## CONSIGNE A
Recopiez la partie de l'extrait comprise entre « Et le plus souvent » et « l'état de santé. », bornes incluses.
## CONSIGNE B
Traduisez en anglais la phrase suivante de l'extrait : « La guérison, au-delà des soins médicamenteux, des traitements chirurgicaux ou médicaux, supposera donc des soins relationnels qui passent par une écoute de la maladie entendue comme un langage métaphorique ou symbolique, avec lequel nous tentons de dire et de cacher (je le souligne à nouveau) l'indicible. »
## CONSIGNE C
Répondez d'après l'extrait :
(i) Dans quel numéro de quel magazine l'article a-t-il paru ?
(ii) Selon l'extrait, à quoi guérir supposera-t-il d'essayer d'accéder ?
(iii) Que veut-on réparer, atténuer, voire détruire quand on soigne ?

Se
soigner et guérir, par Jacques Salomé
Article
paru dans le numéro 33 du magazine Clin d’Oeil, été
2004.
On me
demande souvent s'il y a une différence entre se soigner et se guérir?
Et le plus souvent je réponds : la différence fondamentale entre
soigner et guérir est la même qu'entre soi-nier et gai-rire,
ce qui veut dire arrêter de se soi-nier et d'être transformé
en soi-niais par des soi-niants Au delà de ces jeux de mots un peu
facile, tenter quand même d'en dire plus sur ma compréhension
des maladies, de ce mal-à-dire qui nous habite quand nous avons engrangé
trop de messages négatifs, trop de violences verbales, physiques ou
morales, quand nous avons oublié de nous respecter pu encore quand
nous nous sommes laissés trop définir par les autres. Et inviter
chacun à entendre les maladies comme des langages métaphoriques
et symboliques, confirmer aussi le lien privilégié qui existe
entre la qualité des relations significatives que nous avons dans notre
vie avec l'état de santé.
Soigner vu du coté du soignant, (même quand il nest pas trop
un soi-niant) c'est tenter de comprendre la cause et de résorber, de
supprimer les effets négatifs de cette cause, d'en supprimer les conséquences,
c'est vouloir réparer, atténuer, voire détruire le symptôme,
c'est essayer d'enrayer la douleur, de diminuer la souffrance ou encore de
restaurer un dysfonctionnement ou de prolonger la durée de la vie.
Alors que guérir ( vu du coté d'un accompagnant en santé
et de celui qui sera en difficulté de santé) supposera d'essayer
d'accéder au sens caché de la maladie. Maladie entendue comme
un langage 4 désespéré, extrême, pour dire et cacher
l'indicible d'un conflit, d'un traumatisme infantile ou actuel, d'une situation
inachevée. Et donc de permettre à la personne malade d'entendre
ce qu'elle crie (avec des maux). La guérison, au-delà des soins
médicamenteux, des traitements chirurgicaux ou médicaux, supposera
donc des soins relationnels qui passent par une écoute de la maladie
entendue comme un langage métaphorique ou symbolique, avec lequel nous
tentons de dire et de cacher (je le souligne à nouveau) l'indicible.

## DONNÉES FOURNIES
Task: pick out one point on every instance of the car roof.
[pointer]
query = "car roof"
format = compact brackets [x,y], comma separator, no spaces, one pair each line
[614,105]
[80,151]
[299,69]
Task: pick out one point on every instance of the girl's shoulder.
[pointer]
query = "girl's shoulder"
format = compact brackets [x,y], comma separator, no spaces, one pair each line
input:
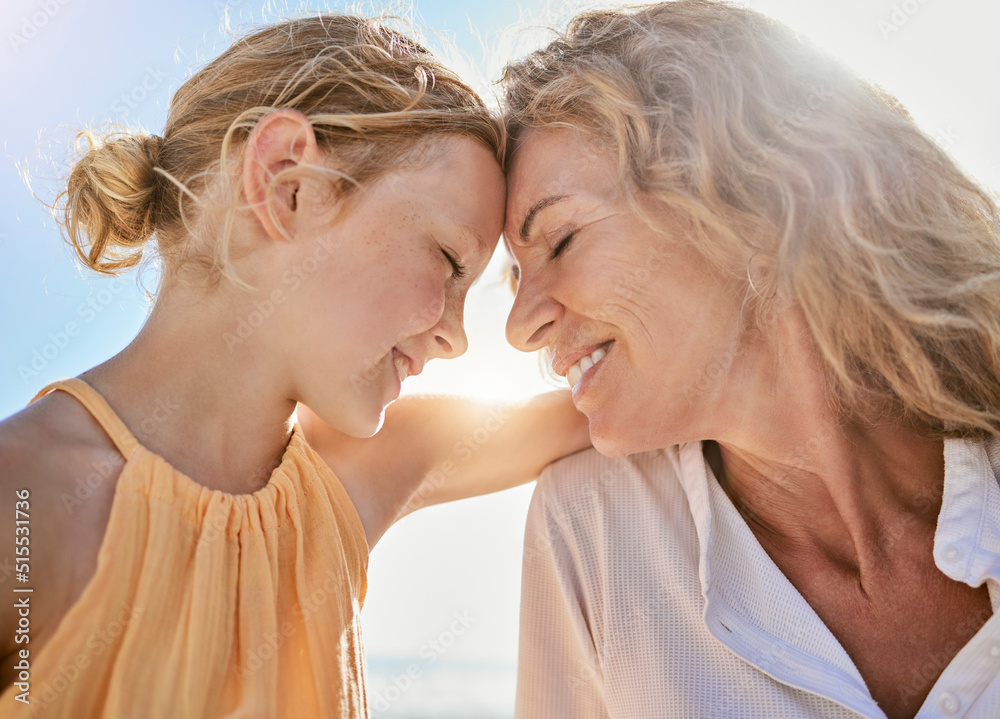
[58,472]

## CORRIGÉ A
Et le plus souvent je réponds : la différence fondamentale entre
soigner et guérir est la même qu'entre soi-nier et gai-rire,
ce qui veut dire arrêter de se soi-nier et d'être transformé
en soi-niais par des soi-niants Au delà de ces jeux de mots un peu
facile, tenter quand même d'en dire plus sur ma compréhension
des maladies, de ce mal-à-dire qui nous habite quand nous avons engrangé
trop de messages négatifs, trop de violences verbales, physiques ou
morales, quand nous avons oublié de nous respecter pu encore quand
nous nous sommes laissés trop définir par les autres. Et inviter
chacun à entendre les maladies comme des langages métaphoriques
et symboliques, confirmer aussi le lien privilégié qui existe
entre la qualité des relations significatives que nous avons dans notre
vie avec l'état de santé.

## CORRIGÉ B
Healing, beyond medication and surgical or medical treatments, will therefore require relational care that involves listening to the illness, understood as a metaphorical or symbolic language with which we try both to say and to hide (I stress this again) the unspeakable.

## CORRIGÉ C
(i) Dans le numéro 33 du magazine Clin d'Oeil, été 2004.
(ii) Au sens caché de la maladie.
(iii) Le symptôme.